EXERCISE TASKS ->
a – In the news article about the Kruger report, which parts of civil society does Kruger's proposed "new social covenant" include?
b – How would you shorten the news article's paragraph beginning "The paper, Levelling Up Our Communities" while keeping its main facts?

EXCERPTED TEXT ->
Give charities greater policy powers with an act of parliament, says Kruger report

24 Sep 2020 News

Danny Kruger

Charities should be given new powers to design and deliver a broad range of public services, according a report into the future of civil society.

The paper, Levelling Up Our Communities: Proposals for a New Social Covenant, was published today. Recommendations include reforms to make it easier to register new charities and the creation of a £500m Community Recovery Fund to support the sector as society recovers from the coronavirus crisis.

The report was commissioned by the prime minister in June and prepared by the Conservative MP Danny Kruger, who was previously an adviser on charity strategy at the Department for Digital, Culture, Media and Sport. 

Risk of losing 'essential' charities

The report warns that some charities will go out of business as a result of the financial damage caused by the pandemic.

It says: “No charity or social enterprise has a right to survival, and there may be a salutary shake-out as the sector adjusts to the challenges and opportunities of the new era. 

“Nevertheless, we risk losing some brilliant and essential organisations if we do not act deliberately and quickly to create a support structure for local communities.”

A new deal

Kruger proposes what he calls “a new social covenant” between all parts of civil society, including the government, local councils, charities and business.

Dataset items:
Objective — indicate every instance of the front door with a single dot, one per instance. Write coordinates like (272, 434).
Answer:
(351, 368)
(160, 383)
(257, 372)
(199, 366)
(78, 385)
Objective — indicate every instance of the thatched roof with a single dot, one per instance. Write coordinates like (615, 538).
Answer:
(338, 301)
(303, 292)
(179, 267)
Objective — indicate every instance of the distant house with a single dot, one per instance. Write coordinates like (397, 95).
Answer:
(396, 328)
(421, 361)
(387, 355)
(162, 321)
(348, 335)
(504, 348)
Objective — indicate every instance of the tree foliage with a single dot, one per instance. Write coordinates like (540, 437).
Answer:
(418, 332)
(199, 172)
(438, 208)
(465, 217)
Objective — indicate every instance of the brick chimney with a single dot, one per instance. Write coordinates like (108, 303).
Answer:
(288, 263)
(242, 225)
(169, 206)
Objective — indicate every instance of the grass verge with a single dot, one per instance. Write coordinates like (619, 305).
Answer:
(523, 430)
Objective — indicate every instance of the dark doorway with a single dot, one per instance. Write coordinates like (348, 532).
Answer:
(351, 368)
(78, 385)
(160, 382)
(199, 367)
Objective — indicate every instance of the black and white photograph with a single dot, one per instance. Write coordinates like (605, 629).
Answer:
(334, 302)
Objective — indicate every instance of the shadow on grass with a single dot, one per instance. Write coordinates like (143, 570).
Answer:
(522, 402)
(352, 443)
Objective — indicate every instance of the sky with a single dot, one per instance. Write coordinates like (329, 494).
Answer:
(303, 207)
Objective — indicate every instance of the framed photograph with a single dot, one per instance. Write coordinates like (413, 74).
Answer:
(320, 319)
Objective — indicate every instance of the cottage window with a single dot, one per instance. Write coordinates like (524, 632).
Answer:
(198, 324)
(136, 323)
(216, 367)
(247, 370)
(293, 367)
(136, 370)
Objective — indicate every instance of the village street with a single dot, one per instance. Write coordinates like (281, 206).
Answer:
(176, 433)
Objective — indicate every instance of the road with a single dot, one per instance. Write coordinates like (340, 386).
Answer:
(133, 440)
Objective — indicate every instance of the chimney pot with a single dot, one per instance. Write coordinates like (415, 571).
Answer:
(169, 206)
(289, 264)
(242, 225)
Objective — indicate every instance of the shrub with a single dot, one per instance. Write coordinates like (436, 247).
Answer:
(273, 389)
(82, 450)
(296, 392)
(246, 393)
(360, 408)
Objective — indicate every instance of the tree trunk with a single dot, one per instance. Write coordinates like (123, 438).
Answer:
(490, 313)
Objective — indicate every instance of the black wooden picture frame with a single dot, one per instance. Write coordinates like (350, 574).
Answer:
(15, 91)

REPLIES ->
a –
- the government
- local councils
- charities
- business

b – Published today, Levelling Up Our Communities: Proposals for a New Social Covenant recommends easier registration of new charities and a £500m Community Recovery Fund to support the sector through recovery from the coronavirus crisis.